* [EXTRACT TO READ]
▼

Under the Umbrella of Arthritis
Arthritis is a word that conjures up an almost universal image in our minds: twisted, swollen, painful joints. Arthritis is a common condition, but it isn’t a singular disease.
According to the Arthritis Foundation, over 100 different conditions fall under the umbrella of “arthritis.”
What Is Arthritis?
Arthritis is an umbrella term used to label various conditions that cause inflammation, or swelling, in the joints and the surrounding tissues. A joint is a point in the body where bones meet other bones, such as fingers, toes, knees, elbows and hips. Arthritis can develop at any age but is most often seen in senior populations.
There are three main types of arthritis.
This is the most common type of arthritis, and the type most often diagnosed in the elderly. Osteoarthritis (OA) begins with wearing away of cartilage, the cushioning between bones in a joint. When cartilage thins and becomes ragged, symptoms of OA begin to appear.
This form of arthritis is an autoimmune disease. This means the body’s immune system begins to attack the body itself. In rheumatoid arthritis (RA,) the body’s immune system begins attacking the lining of a joint or joints. This results in inflammation in the joints.
This form of arthritis is one of the more painful. When gout hits, crystals of uric acid collect in the joint spaces and/or the connective tissues. This buildup of crystals causes the excruciating pain associated with this form of arthritis.
Regardless of the type of arthritis, the array of symptoms is generally the same.
- Joint warmth and/or swelling
- Redness and tenderness in the joint
- “Locking” of the joint
- Stiffness, in a specific joint(s) or generalized throughout the body
- Decrease or complete loss of normal joint range of motion
Early Warning Signs of Arthritis
Arthritis can begin at any age but tends to be an insidious condition that many sufferers feel actually “sneaked up” on them. There are early warning signs for arthritis that no one over the age of 55 should ignore. Unfortunately, too many are not aware of the correlation between these sometimes vague, isolated symptoms and arthritis.
Generalized stiffness in the mornings
Everyone feels stiffness in the morning at some point. However, if you find yourself unable to move easily for 30 minutes or more, even after stretching and getting moving, you may need to pay attention to what your body is telling you.
Climbing stairs causes pain.
Experiencing jolts of pain or your knee joint “locking up” when bending the knee or going up or down stairs should be a red flag that something is not right.
Fatigue and/or flu-like symptoms
This is actually a set of symptoms that may come on suddenly or gradually. Together, they make up an early warning sign that arthritis may be building in your joints. These symptoms include persistent fever, usually low grade, that continues for weeks, chronic fatigue, decreased appetite with weight loss, anemia and stiffness and pain in one or more joints.
Sudden, intense pain in a big toe or other foot joint
Sudden swelling, tenderness and excruciating pain in a foot joint, especially a big toe, is probably signaling an attack of gout. The affected joint may be hot to the touch, appear red and rate a “10” on a pain scale. This is the second-most common form of arthritis.

▲

* [Region pointing data]
▼

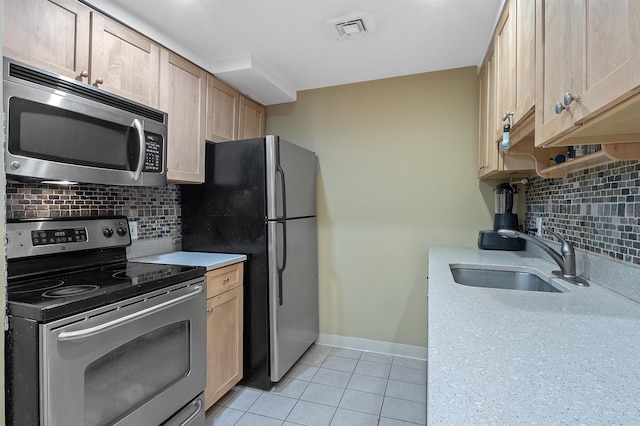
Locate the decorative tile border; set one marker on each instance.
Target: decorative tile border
(156, 209)
(598, 209)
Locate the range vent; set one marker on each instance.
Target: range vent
(351, 26)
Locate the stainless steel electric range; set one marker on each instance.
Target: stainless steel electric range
(94, 339)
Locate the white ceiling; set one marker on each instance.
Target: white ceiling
(270, 49)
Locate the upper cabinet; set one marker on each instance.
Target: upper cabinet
(67, 38)
(252, 119)
(588, 71)
(124, 62)
(565, 73)
(231, 115)
(507, 88)
(183, 96)
(223, 102)
(50, 34)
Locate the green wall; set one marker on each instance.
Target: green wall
(397, 162)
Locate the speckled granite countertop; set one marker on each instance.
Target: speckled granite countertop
(510, 357)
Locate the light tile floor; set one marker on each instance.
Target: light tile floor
(333, 387)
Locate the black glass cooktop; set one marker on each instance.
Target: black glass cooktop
(54, 296)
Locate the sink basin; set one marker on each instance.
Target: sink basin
(505, 279)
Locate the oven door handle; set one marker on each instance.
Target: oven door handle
(193, 415)
(68, 336)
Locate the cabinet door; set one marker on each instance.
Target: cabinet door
(559, 63)
(525, 58)
(252, 119)
(124, 62)
(182, 95)
(487, 148)
(505, 57)
(50, 34)
(223, 103)
(611, 38)
(224, 343)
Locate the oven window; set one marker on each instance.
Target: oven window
(53, 133)
(127, 377)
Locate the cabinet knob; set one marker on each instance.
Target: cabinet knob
(560, 107)
(568, 98)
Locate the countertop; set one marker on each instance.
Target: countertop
(509, 357)
(208, 260)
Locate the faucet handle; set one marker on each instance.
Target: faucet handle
(566, 247)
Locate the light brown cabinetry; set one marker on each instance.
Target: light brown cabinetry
(67, 38)
(587, 49)
(231, 115)
(224, 330)
(487, 147)
(223, 103)
(123, 61)
(182, 95)
(50, 34)
(507, 87)
(251, 119)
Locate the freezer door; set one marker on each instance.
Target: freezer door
(291, 180)
(293, 291)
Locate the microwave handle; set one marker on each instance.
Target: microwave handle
(137, 124)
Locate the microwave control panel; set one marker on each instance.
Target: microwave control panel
(153, 153)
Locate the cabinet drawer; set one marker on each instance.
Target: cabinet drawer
(223, 279)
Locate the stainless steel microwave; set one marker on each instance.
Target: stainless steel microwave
(59, 129)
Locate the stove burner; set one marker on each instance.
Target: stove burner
(70, 291)
(40, 285)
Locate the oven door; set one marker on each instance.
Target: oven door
(136, 362)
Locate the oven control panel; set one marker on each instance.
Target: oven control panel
(35, 237)
(58, 236)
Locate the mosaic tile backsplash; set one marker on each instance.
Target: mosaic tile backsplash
(156, 209)
(597, 209)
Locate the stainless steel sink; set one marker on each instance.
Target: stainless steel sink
(505, 279)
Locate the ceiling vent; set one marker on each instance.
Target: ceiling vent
(351, 26)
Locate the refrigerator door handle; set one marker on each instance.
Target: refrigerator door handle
(284, 260)
(280, 171)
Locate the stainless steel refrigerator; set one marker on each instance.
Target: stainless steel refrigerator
(259, 198)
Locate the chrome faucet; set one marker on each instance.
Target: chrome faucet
(566, 259)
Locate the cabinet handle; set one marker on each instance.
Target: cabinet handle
(568, 98)
(560, 107)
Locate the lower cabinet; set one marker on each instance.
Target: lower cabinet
(224, 330)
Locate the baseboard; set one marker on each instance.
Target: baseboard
(378, 346)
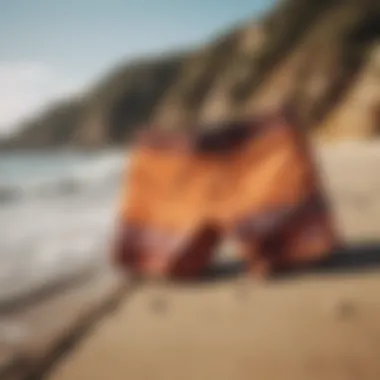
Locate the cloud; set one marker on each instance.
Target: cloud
(26, 88)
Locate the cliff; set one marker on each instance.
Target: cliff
(325, 54)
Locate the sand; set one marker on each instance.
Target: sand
(324, 325)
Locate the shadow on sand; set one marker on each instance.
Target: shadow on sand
(350, 259)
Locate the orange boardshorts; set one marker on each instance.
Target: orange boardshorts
(253, 181)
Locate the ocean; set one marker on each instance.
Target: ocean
(57, 213)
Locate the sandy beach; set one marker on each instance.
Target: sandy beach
(319, 325)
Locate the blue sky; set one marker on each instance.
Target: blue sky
(50, 48)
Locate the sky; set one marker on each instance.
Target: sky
(50, 49)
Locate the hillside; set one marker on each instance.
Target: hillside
(325, 54)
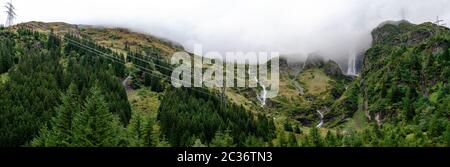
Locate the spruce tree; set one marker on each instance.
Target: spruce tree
(60, 132)
(95, 126)
(315, 137)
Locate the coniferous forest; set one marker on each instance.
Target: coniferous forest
(67, 90)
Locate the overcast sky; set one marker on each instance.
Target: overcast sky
(332, 27)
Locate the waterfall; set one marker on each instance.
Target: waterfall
(351, 68)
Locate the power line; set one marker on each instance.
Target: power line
(113, 58)
(439, 22)
(10, 10)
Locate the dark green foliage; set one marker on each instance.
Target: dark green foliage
(41, 73)
(90, 126)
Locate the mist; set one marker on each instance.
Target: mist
(290, 27)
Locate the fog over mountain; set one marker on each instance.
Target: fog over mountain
(293, 27)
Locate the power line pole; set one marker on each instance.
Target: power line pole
(439, 22)
(11, 14)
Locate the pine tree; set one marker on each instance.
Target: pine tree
(330, 139)
(60, 132)
(222, 140)
(292, 140)
(95, 126)
(447, 135)
(139, 130)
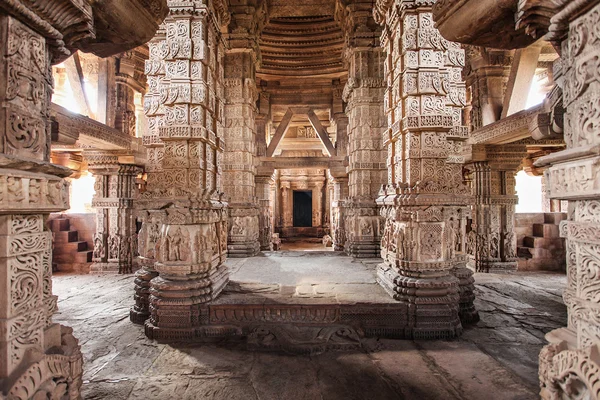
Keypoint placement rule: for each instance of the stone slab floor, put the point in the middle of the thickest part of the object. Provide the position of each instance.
(495, 359)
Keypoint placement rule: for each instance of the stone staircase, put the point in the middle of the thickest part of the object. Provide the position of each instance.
(69, 253)
(543, 248)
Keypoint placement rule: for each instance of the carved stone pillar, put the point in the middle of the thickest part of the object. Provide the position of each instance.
(38, 358)
(184, 217)
(263, 192)
(239, 167)
(493, 244)
(115, 241)
(149, 235)
(366, 157)
(569, 364)
(425, 202)
(286, 205)
(338, 231)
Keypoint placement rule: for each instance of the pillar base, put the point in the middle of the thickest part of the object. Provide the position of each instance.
(243, 249)
(56, 374)
(433, 303)
(178, 303)
(140, 312)
(466, 288)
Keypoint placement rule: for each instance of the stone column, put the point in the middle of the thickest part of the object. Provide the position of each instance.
(425, 202)
(366, 156)
(38, 358)
(492, 240)
(286, 206)
(239, 167)
(148, 236)
(487, 71)
(184, 227)
(263, 192)
(115, 241)
(317, 203)
(338, 231)
(569, 364)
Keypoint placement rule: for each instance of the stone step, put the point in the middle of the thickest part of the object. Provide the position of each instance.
(546, 230)
(554, 218)
(60, 225)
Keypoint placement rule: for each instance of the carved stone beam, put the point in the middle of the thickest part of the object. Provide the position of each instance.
(75, 75)
(321, 131)
(280, 132)
(520, 79)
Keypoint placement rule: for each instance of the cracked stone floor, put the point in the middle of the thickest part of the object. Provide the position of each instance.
(495, 359)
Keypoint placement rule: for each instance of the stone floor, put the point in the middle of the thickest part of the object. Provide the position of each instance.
(495, 359)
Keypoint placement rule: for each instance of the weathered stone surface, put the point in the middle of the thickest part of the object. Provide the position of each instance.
(520, 307)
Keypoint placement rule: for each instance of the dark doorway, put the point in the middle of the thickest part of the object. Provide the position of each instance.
(302, 208)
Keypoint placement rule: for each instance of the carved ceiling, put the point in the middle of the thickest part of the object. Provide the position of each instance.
(301, 46)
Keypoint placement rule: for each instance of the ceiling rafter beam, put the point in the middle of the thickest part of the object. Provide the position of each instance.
(280, 132)
(321, 132)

▲

* [THINGS TO DO]
A) Using the arthritis text, decide whether each statement agrees with it: (i) osteoarthritis starts with cartilage wearing away; (ii) arthritis develops only in senior populations; (iii) the set of fatigue and flu-like symptoms always appears suddenly. Answer yes or no for each, quoting the deciding words.
B) Reproduce the arthritis text from "According to the" to "types of arthritis.".
The records stand apart from the arthritis text and are separate material.

* [LIST OF SOLUTIONS]
A)
(i) Yes: "Osteoarthritis (OA) begins with wearing away of cartilage"
(ii) No: "Arthritis can develop at any age but is most often seen in senior populations."
(iii) No: "This is actually a set of symptoms that may come on suddenly or gradually."

B)
According to the Arthritis Foundation, over 100 different conditions fall under the umbrella of “arthritis.”
What Is Arthritis?
Arthritis is an umbrella term used to label various conditions that cause inflammation, or swelling, in the joints and the surrounding tissues. A joint is a point in the body where bones meet other bones, such as fingers, toes, knees, elbows and hips. Arthritis can develop at any age but is most often seen in senior populations.
There are three main types of arthritis.